The line containing "Return the polygon of every instance of the striated" marks the start; return it and every line after it in the listing below, exactly, through the last.

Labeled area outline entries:
-*-

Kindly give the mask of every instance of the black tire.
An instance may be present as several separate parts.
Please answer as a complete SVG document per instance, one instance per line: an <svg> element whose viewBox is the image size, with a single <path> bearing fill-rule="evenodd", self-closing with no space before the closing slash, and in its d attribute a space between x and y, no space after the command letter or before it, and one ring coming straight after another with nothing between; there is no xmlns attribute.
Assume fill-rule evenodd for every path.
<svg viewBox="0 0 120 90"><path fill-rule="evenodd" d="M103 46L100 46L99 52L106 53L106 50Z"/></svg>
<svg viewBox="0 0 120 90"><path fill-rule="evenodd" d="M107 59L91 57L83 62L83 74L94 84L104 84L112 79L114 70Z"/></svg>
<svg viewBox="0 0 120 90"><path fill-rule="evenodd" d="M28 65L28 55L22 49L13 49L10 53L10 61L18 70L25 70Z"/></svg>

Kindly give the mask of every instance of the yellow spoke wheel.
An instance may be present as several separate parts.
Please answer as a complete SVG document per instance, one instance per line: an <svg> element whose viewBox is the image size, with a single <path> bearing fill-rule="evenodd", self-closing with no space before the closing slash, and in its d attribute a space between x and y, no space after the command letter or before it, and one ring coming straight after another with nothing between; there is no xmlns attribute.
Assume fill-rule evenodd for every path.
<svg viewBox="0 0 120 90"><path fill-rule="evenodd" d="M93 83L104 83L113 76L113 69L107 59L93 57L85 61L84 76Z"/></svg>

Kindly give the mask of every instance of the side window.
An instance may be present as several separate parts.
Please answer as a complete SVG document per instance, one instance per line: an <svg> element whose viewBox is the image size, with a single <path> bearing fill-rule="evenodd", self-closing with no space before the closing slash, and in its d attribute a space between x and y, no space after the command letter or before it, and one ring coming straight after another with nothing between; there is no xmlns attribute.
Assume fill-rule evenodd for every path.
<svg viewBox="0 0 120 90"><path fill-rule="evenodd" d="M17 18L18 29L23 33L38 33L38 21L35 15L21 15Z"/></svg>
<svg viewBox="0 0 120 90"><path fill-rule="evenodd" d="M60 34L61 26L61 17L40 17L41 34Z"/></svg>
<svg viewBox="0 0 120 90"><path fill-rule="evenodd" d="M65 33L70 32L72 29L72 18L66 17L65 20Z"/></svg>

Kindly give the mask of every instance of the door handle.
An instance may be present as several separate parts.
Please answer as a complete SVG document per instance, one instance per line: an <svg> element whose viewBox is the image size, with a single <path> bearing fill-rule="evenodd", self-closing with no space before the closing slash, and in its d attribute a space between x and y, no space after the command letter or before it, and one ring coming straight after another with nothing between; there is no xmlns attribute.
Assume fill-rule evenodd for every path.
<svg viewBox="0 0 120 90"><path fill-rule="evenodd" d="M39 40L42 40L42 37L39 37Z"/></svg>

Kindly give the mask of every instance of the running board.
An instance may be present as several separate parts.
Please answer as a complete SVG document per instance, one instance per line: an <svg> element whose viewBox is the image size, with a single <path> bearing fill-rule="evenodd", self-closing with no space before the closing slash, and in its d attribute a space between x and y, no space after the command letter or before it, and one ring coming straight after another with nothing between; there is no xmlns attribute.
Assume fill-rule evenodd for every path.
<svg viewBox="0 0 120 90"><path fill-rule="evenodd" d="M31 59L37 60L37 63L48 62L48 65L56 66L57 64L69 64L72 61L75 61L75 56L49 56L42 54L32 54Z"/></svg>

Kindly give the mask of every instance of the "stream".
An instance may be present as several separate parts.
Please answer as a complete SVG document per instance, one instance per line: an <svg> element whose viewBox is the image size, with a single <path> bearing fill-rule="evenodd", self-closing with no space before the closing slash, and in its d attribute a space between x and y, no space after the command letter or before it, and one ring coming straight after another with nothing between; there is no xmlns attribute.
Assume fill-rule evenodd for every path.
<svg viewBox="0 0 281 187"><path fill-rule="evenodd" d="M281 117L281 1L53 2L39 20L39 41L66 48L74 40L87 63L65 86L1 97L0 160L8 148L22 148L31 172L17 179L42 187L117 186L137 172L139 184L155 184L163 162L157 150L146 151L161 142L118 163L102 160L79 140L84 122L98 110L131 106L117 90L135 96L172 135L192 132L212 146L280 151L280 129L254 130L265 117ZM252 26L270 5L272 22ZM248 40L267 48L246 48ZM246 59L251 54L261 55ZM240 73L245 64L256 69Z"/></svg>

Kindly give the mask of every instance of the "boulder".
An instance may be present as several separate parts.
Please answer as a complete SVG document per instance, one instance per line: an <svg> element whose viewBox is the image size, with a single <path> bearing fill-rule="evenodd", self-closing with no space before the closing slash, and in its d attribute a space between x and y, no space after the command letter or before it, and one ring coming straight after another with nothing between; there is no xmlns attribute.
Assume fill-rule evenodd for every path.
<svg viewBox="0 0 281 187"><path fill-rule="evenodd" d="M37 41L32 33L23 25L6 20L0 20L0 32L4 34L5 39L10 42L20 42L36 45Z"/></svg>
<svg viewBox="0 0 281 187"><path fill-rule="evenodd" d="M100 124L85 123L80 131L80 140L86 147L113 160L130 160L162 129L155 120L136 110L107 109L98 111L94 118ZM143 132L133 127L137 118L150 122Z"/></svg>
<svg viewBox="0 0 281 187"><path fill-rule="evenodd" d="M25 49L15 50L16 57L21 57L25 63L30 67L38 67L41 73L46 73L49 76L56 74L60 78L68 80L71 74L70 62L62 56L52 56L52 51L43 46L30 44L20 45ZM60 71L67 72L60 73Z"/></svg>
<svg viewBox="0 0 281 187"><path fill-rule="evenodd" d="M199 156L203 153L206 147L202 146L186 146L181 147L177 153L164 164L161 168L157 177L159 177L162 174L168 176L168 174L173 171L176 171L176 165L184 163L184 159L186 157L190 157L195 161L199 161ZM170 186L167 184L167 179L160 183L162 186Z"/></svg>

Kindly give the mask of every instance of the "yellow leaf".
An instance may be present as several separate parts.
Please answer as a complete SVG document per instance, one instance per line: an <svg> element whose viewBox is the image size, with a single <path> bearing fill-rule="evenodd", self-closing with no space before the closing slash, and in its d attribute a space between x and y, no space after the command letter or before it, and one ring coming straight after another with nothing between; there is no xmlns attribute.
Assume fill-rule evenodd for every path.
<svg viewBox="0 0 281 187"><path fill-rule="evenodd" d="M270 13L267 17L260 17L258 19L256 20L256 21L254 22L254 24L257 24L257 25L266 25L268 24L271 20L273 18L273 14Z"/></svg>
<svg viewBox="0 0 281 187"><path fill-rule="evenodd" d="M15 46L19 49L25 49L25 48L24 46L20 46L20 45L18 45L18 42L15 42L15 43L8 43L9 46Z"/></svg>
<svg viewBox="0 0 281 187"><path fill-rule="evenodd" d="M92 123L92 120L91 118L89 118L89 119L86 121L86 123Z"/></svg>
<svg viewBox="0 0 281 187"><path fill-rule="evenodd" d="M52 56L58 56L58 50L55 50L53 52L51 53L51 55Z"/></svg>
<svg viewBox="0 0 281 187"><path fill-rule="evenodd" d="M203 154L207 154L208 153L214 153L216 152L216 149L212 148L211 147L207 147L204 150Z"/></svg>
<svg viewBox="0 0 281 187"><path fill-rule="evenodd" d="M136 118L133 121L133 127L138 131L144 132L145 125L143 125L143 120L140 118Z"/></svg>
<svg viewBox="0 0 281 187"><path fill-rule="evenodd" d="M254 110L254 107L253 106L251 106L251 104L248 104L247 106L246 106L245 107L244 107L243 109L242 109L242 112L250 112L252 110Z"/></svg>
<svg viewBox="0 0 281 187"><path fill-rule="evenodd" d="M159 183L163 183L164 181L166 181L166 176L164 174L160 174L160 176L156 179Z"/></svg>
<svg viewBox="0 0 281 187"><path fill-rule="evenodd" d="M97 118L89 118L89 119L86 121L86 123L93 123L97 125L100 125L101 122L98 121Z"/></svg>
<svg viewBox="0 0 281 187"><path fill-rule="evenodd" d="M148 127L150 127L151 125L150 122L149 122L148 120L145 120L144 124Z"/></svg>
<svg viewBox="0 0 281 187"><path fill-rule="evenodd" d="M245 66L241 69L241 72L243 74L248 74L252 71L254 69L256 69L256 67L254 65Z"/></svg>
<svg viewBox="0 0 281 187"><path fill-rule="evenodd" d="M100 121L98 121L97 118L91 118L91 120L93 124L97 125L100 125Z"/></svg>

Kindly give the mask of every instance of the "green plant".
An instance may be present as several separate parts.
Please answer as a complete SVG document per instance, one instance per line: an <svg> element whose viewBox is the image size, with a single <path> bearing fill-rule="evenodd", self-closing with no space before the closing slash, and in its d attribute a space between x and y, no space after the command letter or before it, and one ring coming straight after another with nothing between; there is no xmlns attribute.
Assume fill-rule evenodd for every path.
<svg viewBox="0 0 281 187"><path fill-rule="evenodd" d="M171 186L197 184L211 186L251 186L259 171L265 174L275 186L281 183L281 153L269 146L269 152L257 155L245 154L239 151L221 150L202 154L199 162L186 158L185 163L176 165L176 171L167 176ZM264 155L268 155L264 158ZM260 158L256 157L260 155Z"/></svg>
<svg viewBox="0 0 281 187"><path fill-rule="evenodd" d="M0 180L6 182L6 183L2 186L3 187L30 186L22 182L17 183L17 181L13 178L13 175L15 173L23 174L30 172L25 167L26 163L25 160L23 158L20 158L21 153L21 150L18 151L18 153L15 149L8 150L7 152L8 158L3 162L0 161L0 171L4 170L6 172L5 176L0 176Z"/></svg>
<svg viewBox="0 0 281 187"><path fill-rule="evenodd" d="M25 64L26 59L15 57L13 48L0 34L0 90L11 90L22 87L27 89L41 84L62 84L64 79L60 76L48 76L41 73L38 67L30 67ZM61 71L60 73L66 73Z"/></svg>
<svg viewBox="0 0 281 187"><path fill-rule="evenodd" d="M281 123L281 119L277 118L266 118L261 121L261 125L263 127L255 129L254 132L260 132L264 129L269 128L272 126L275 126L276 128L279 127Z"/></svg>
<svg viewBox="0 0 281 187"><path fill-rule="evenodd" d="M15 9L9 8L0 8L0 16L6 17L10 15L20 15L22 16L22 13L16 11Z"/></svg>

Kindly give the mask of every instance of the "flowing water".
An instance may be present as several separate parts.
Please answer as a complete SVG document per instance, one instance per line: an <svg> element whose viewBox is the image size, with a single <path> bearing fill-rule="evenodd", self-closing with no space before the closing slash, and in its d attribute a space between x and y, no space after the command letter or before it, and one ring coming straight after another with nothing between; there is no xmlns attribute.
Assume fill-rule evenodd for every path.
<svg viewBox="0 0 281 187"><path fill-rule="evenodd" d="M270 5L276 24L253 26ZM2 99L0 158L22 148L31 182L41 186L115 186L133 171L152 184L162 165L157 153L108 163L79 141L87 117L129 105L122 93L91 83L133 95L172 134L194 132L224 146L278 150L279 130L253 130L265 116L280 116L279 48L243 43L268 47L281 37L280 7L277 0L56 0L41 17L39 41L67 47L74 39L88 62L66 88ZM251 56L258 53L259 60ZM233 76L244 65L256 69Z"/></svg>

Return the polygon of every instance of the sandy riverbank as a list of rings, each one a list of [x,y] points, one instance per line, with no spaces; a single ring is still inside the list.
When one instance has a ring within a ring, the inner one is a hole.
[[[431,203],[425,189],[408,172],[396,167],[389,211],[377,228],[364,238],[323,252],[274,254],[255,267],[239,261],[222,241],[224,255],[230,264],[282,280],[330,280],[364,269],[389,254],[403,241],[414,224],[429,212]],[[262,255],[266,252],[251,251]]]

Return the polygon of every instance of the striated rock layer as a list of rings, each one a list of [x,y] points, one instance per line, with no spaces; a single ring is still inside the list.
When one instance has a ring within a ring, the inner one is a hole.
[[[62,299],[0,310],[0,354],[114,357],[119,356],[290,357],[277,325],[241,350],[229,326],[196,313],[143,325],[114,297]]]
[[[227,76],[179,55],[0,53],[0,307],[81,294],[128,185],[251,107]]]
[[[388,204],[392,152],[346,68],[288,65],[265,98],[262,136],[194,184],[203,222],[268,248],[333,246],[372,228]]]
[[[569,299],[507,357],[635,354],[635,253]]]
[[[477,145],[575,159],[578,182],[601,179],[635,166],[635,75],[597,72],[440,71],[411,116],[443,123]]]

-*-

== CORRECT ANSWER ==
Return the polygon of every instance of the striated rock layer as a list of rings, each one a list of [x,y] points, one instance per line, with no spaces; a single ring is still inside the list.
When one instance has a ring within a ring, the inner one is a hole.
[[[62,299],[0,310],[0,354],[114,357],[119,356],[290,357],[277,325],[241,350],[229,326],[196,313],[143,325],[114,297]]]
[[[227,76],[179,55],[0,53],[0,307],[81,294],[128,185],[251,107]]]
[[[388,204],[392,152],[346,68],[288,65],[265,98],[262,136],[194,184],[203,222],[268,248],[333,246],[372,228]]]
[[[569,299],[507,357],[635,354],[635,253]]]
[[[477,145],[575,159],[578,182],[601,179],[635,166],[635,75],[597,72],[440,71],[411,116],[443,123]]]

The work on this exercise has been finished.